● Your objective: Rewrite the entries below, changing every "Solution" to "Answer" and leaving everything else as it is. Omit the pictures.

● Task inputs:
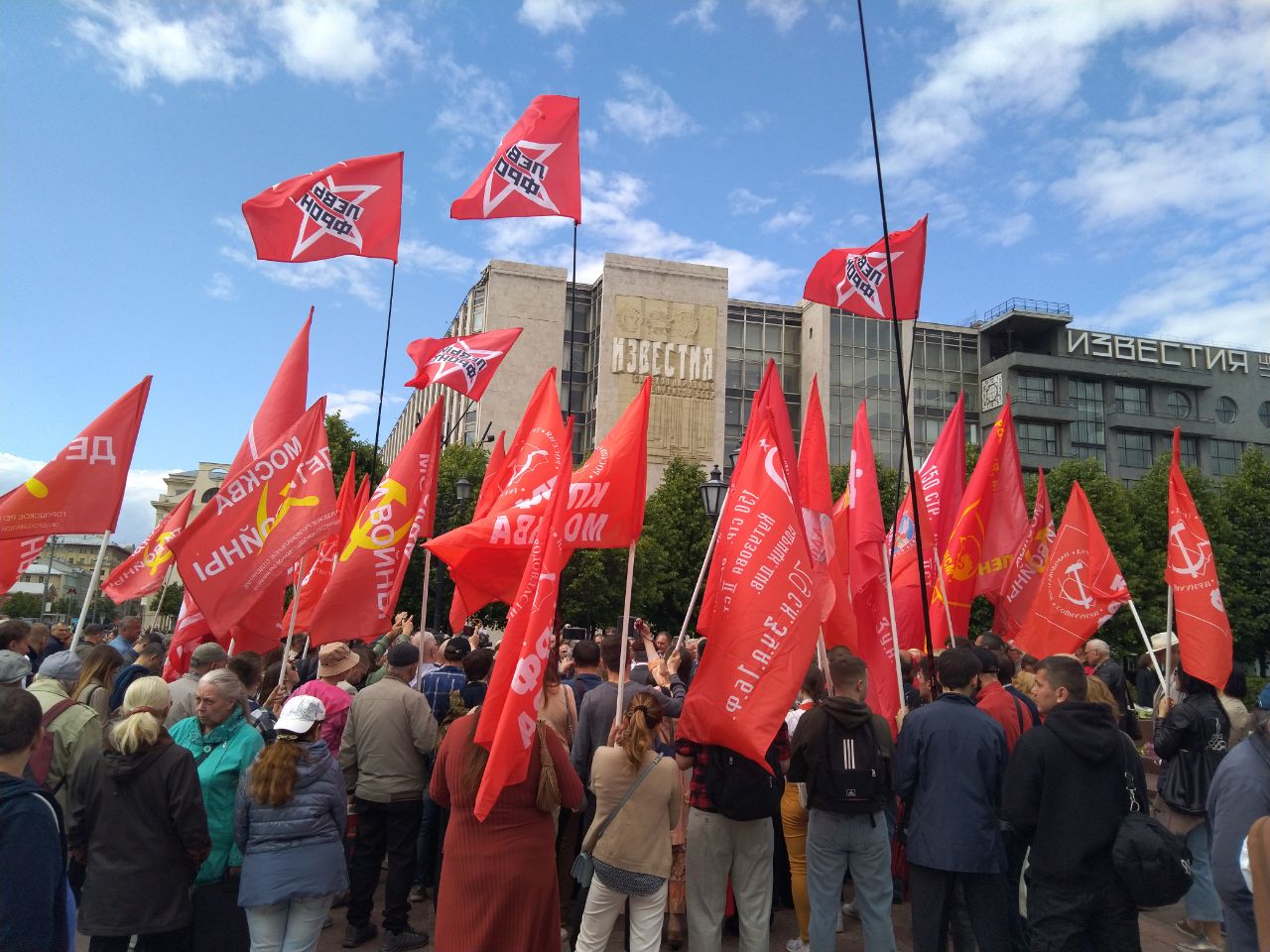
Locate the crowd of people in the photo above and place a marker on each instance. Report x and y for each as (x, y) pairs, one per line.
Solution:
(234, 807)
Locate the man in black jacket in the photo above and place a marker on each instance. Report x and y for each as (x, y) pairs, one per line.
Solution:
(1065, 792)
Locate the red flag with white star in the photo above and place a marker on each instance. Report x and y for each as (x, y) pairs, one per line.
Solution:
(348, 208)
(855, 278)
(463, 365)
(535, 171)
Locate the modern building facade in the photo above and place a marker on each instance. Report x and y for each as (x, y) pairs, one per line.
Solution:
(1075, 393)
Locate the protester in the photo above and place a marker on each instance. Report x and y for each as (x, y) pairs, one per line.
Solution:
(223, 746)
(1065, 796)
(843, 752)
(1239, 796)
(334, 661)
(35, 905)
(1191, 742)
(949, 761)
(384, 754)
(75, 729)
(93, 688)
(508, 860)
(137, 817)
(289, 821)
(206, 657)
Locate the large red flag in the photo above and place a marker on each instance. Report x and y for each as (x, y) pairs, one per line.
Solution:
(535, 171)
(145, 569)
(855, 278)
(509, 714)
(463, 365)
(992, 495)
(348, 208)
(81, 488)
(1080, 589)
(261, 522)
(1203, 630)
(766, 613)
(1023, 579)
(362, 593)
(866, 572)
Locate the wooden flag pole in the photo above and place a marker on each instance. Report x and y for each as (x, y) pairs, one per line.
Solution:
(91, 588)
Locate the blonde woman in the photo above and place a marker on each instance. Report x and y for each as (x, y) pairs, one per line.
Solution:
(137, 817)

● Result below:
Locate the crowd of people in the photo above and place a marker on each instance. Report x and y for each as (x, y) pairs, one per line.
Answer:
(234, 807)
Locate the man in black jacket in the photo above and place a marker on each instance. Report x and y for each as (x, y) pairs, one per line.
Answer:
(1065, 792)
Locate the red flag with white star in the photo above and place a marker on each instance. Report x and y for each as (x, y) pairs, one per line.
Answer:
(348, 208)
(855, 278)
(463, 365)
(535, 171)
Locate the modern building facade in the photo above and place a marker on each instance. Report x and y for each as (x, y) pairs, one per line.
Answer:
(1075, 393)
Locate the protester in the photo above and place a marker on each instance. Report x and y for each as (x, y) pairs, one per line.
Answer:
(223, 746)
(1065, 796)
(843, 752)
(1239, 796)
(334, 661)
(35, 905)
(1191, 742)
(949, 761)
(384, 754)
(75, 729)
(93, 688)
(508, 860)
(137, 817)
(289, 821)
(206, 657)
Locate the large red flag in the photo above and place a marker on each instance. Report x and y for each as (x, y) pairs, one per line.
Answer:
(535, 171)
(145, 569)
(855, 278)
(509, 714)
(463, 365)
(992, 495)
(348, 208)
(81, 488)
(1080, 589)
(261, 522)
(1203, 630)
(766, 613)
(1023, 579)
(362, 593)
(866, 572)
Locate the wooden flag pole in the photo above and place a marker on each instance. Report x and y for each as (x, y) pairs, one per line.
Answer:
(91, 588)
Locate the blonde woman in the photo above and place a marker on each instance. Report x and y for each as (x, y) pairs, one per line.
Answer:
(137, 817)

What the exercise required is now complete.